A block of data
---------------
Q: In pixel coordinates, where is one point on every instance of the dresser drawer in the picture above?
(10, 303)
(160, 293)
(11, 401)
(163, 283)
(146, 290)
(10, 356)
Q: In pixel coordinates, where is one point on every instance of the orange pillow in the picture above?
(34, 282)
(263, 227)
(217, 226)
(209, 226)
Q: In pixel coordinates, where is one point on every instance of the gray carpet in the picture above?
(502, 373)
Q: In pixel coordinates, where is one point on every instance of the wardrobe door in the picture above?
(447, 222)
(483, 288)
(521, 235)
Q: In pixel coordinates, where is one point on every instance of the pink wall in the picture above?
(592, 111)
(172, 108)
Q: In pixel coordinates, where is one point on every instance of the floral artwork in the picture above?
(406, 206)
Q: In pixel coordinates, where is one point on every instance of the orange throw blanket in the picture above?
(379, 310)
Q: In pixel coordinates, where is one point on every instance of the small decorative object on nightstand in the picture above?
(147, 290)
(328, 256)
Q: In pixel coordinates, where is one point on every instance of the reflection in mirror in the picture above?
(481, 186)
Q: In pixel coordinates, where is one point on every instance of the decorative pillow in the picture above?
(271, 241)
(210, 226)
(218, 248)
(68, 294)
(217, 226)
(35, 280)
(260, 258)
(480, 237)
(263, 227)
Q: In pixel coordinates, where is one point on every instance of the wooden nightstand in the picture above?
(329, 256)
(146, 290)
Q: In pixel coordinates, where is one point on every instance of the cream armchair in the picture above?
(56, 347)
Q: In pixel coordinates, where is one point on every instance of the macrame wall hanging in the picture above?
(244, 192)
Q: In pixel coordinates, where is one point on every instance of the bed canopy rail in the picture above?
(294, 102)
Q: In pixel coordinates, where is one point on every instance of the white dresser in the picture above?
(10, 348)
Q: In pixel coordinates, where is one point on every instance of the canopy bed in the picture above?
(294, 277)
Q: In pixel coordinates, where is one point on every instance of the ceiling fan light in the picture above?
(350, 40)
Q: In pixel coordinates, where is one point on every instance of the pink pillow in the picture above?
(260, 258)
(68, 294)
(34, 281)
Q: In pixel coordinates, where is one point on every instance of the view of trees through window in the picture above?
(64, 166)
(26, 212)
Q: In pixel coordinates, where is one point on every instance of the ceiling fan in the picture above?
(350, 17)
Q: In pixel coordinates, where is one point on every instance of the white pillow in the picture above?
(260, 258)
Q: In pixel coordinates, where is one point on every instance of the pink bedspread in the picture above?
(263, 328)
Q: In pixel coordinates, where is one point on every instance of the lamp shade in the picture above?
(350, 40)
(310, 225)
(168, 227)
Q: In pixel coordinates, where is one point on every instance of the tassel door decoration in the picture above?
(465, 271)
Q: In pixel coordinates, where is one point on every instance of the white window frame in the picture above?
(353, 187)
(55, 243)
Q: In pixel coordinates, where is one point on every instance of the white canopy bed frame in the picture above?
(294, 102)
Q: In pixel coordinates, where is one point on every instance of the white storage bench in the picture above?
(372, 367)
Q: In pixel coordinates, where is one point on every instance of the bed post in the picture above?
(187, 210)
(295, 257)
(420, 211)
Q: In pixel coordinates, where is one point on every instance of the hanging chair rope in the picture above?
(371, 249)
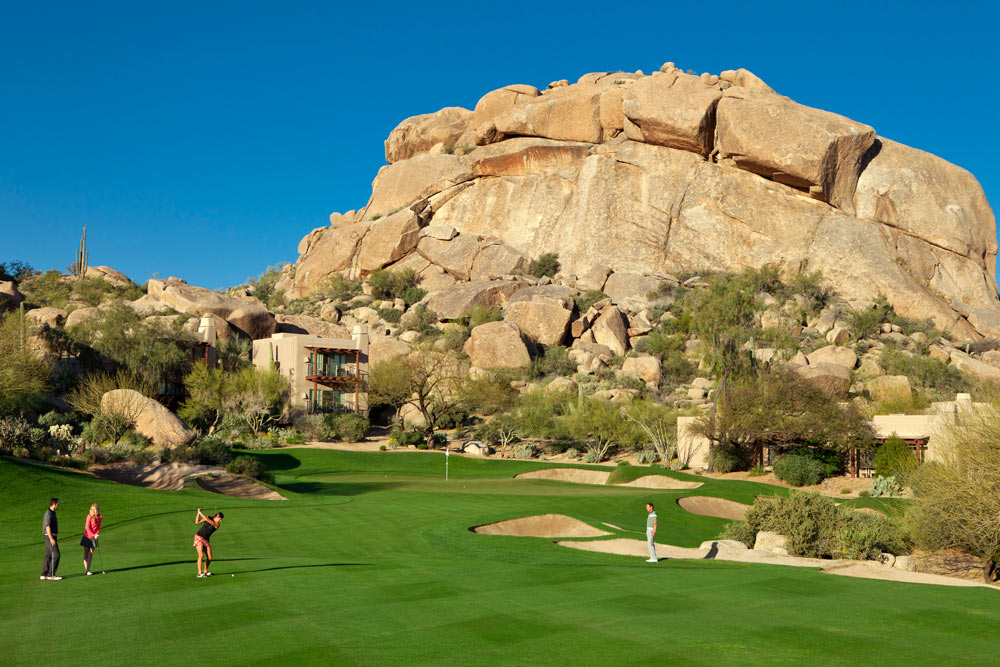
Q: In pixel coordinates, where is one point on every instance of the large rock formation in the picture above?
(646, 176)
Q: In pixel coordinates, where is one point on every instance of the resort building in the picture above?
(921, 432)
(326, 374)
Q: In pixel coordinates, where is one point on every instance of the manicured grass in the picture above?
(371, 562)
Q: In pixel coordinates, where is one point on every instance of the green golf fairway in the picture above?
(371, 562)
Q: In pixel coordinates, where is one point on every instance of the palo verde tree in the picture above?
(430, 382)
(958, 494)
(780, 409)
(22, 375)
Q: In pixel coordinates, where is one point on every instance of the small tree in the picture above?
(112, 415)
(256, 397)
(430, 382)
(22, 374)
(957, 496)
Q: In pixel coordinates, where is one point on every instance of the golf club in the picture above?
(100, 555)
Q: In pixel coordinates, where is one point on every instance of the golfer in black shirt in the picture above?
(201, 540)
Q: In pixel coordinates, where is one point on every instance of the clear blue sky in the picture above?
(203, 140)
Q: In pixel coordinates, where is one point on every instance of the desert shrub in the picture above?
(547, 264)
(54, 418)
(526, 451)
(15, 432)
(413, 294)
(348, 427)
(405, 438)
(339, 288)
(799, 470)
(212, 450)
(391, 284)
(927, 372)
(869, 322)
(391, 315)
(885, 486)
(311, 426)
(420, 318)
(727, 458)
(295, 438)
(646, 456)
(864, 536)
(248, 466)
(808, 520)
(894, 459)
(588, 299)
(739, 531)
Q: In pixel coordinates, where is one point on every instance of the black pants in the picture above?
(51, 561)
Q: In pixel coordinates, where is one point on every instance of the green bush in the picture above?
(348, 427)
(405, 438)
(894, 459)
(727, 458)
(250, 467)
(14, 432)
(926, 372)
(646, 456)
(391, 284)
(546, 265)
(339, 288)
(739, 531)
(864, 536)
(212, 450)
(799, 470)
(808, 520)
(413, 294)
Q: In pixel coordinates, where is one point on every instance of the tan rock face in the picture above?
(108, 274)
(154, 421)
(675, 110)
(809, 149)
(760, 180)
(420, 133)
(889, 387)
(646, 368)
(497, 345)
(572, 113)
(388, 239)
(252, 320)
(460, 298)
(543, 319)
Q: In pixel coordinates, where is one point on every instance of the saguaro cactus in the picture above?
(80, 266)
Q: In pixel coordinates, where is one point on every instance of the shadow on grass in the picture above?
(298, 567)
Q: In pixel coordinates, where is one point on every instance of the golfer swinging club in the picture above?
(651, 532)
(201, 540)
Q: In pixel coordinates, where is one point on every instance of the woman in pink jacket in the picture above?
(91, 529)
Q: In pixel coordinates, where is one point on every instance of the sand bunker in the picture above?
(580, 476)
(661, 482)
(171, 476)
(543, 525)
(729, 550)
(239, 487)
(166, 476)
(577, 475)
(718, 507)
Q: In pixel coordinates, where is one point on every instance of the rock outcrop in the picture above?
(646, 176)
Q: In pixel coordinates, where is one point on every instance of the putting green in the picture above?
(371, 562)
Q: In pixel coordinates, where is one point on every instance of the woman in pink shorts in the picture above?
---------------
▶ **Given instruction**:
Reproduce all of the material exactly, apart from the pictures.

▶ **Solution for this exercise**:
Q: In pixel coordinates, where is one point on every instance of the dresser drawer in the picture above?
(10, 303)
(160, 293)
(11, 401)
(163, 283)
(146, 290)
(10, 356)
Q: In pixel coordinates, where is one point on every instance of the orange pillow in the picture above?
(34, 282)
(263, 227)
(217, 226)
(209, 226)
Q: In pixel coordinates, where is one point on every instance of the gray carpet in the picture above?
(502, 373)
Q: In pixel coordinates, where is one point on every instance of the wardrobe door in the picture above?
(447, 222)
(483, 288)
(521, 235)
Q: In pixel coordinates, where is one point on every instance of the pink wall in the picture above?
(592, 111)
(172, 108)
Q: In pixel coordinates, where is one point on every instance of the floral artwork in the picture above?
(406, 206)
Q: In pixel coordinates, where is one point on every instance of the orange throw blanket in the picture above?
(379, 310)
Q: In pixel coordinates, where is one point on every instance of the small decorative object on nightstand in the picture above?
(147, 290)
(328, 256)
Q: In pixel coordinates, where is one point on every instance of the reflection in mirror in the picture above?
(481, 186)
Q: In pixel coordinates, where is one point on every instance of the decorative pillow in the picture above?
(271, 241)
(210, 226)
(218, 248)
(68, 294)
(217, 226)
(35, 280)
(260, 258)
(480, 237)
(263, 227)
Q: In pixel coordinates, where is one point on every instance of the wooden nightstand in the picture above?
(329, 256)
(146, 290)
Q: In pixel coordinates, where is one point on every instance of the cream armchair in the picture above?
(56, 347)
Q: In pixel coordinates, where is one point on every instance of the macrame wall hanging in the picture above?
(244, 192)
Q: In pixel coordinates, where is one point on every instance of the bed canopy rail in the picture above?
(294, 102)
Q: In pixel coordinates, where is one point on every instance of the white dresser in the picture above?
(10, 348)
Q: In pixel coordinates, where is one point on every instance of the canopy bed in the picture above?
(294, 277)
Q: In pixel coordinates, where is one point on every instance of the ceiling fan light in the picture above?
(350, 40)
Q: In pixel coordinates, where is one point on every instance of the pink pillow in the picture above?
(260, 258)
(68, 294)
(34, 281)
Q: In pixel coordinates, where is one point on every instance of the view of trees through window in the picture above?
(64, 166)
(26, 212)
Q: In pixel coordinates, where is one point on every instance of the ceiling fan in the picture above?
(350, 17)
Q: In pixel coordinates, where is one point on every instance of the white pillow in the picture above?
(260, 258)
Q: In pixel coordinates, where is one point on every instance of the pink bedspread in the picture above?
(263, 328)
Q: In pixel coordinates, where is one point on every instance of the lamp shade in the picture above?
(350, 40)
(310, 225)
(168, 227)
Q: In pixel coordinates, where is one point on every instance of the tassel door decoration in the picture above?
(465, 271)
Q: In pixel coordinates, where is one point on every instance of the white window frame in the picture above?
(353, 187)
(55, 243)
Q: In pixel coordinates, where is one point on every instance of the white canopy bed frame in the picture above?
(294, 102)
Q: In pixel coordinates, where is one point on every instance of the white storage bench in the picture above?
(372, 367)
Q: In pixel coordinates, where is one point on every instance of the bed post in the picture above?
(187, 210)
(295, 257)
(420, 211)
Q: In pixel coordinates, where is one point on every instance of the hanging chair rope in the picture above?
(371, 249)
Q: In pixel coordinates, where is one point on every instance of the large rock formation in the picture above?
(646, 176)
Q: In pixel coordinates, where is one point on every instance of the resort building in the picture above?
(921, 432)
(326, 374)
Q: In pixel coordinates, where is one point on every instance of the manicured grass in the picture above?
(371, 562)
Q: In pixel coordinates, where is one point on every instance of the green golf fairway in the picture above?
(371, 562)
Q: In pixel coordinates, where is one point on every instance of the palo verde tree in the picture above?
(430, 382)
(958, 494)
(780, 409)
(22, 375)
Q: In pixel coordinates, where is one point on every instance of the small tree in the picture above?
(112, 415)
(256, 397)
(430, 382)
(22, 374)
(957, 496)
Q: In pixel coordinates, where is one point on every instance of the golf club in the picture above?
(100, 555)
Q: In pixel coordinates, where is one point on every instance of the golfer in black shirt in the picture above?
(201, 540)
Q: In pixel coordinates, where is one point on every instance of the clear blue sky in the picture above?
(203, 140)
Q: In pixel coordinates, where is one point on every instance of the desert shrub in the picture above?
(547, 264)
(54, 418)
(526, 451)
(15, 432)
(413, 294)
(348, 427)
(405, 438)
(339, 288)
(799, 470)
(212, 450)
(391, 284)
(927, 372)
(869, 322)
(391, 315)
(885, 486)
(311, 426)
(420, 318)
(727, 458)
(295, 438)
(646, 456)
(864, 536)
(248, 466)
(808, 520)
(894, 459)
(588, 299)
(739, 531)
Q: In pixel coordinates, where is one point on every instance of the black pants in the picture above?
(51, 561)
Q: In pixel coordinates, where is one point on every instance of the green bush in the picture above?
(348, 427)
(405, 438)
(894, 459)
(727, 458)
(250, 467)
(14, 432)
(926, 372)
(646, 456)
(391, 284)
(546, 265)
(339, 288)
(739, 531)
(864, 536)
(212, 450)
(799, 470)
(808, 520)
(413, 294)
Q: In pixel coordinates, where is one point on every instance of the tan rock face in the picture above?
(108, 274)
(154, 421)
(675, 110)
(809, 149)
(760, 180)
(420, 133)
(889, 387)
(646, 368)
(497, 345)
(572, 113)
(388, 239)
(252, 320)
(460, 298)
(543, 319)
Q: In pixel coordinates, where is one point on every instance of the saguaro cactus in the picture above?
(80, 266)
Q: In pixel coordinates, where is one point on every instance of the shadow on grass in the picture above?
(298, 567)
Q: In pixel coordinates, where is one point on every instance of the golfer swinging club in the picture above?
(651, 532)
(201, 540)
Q: In pixel coordinates, where is one point on every instance of the woman in pink jacket in the picture above?
(91, 529)
Q: In pixel coordinates, where is one point on every instance of the sand bunker in the picture above?
(580, 476)
(661, 482)
(171, 476)
(543, 525)
(729, 550)
(239, 487)
(166, 476)
(577, 475)
(718, 507)
Q: In pixel coordinates, where is one point on every instance of the rock outcrop in the picture above?
(646, 176)
Q: In pixel coordinates, where is one point on every instance of the putting green in the picture above?
(371, 562)
Q: In pixel coordinates, where is one point on every instance of the woman in pink shorts in the picture above?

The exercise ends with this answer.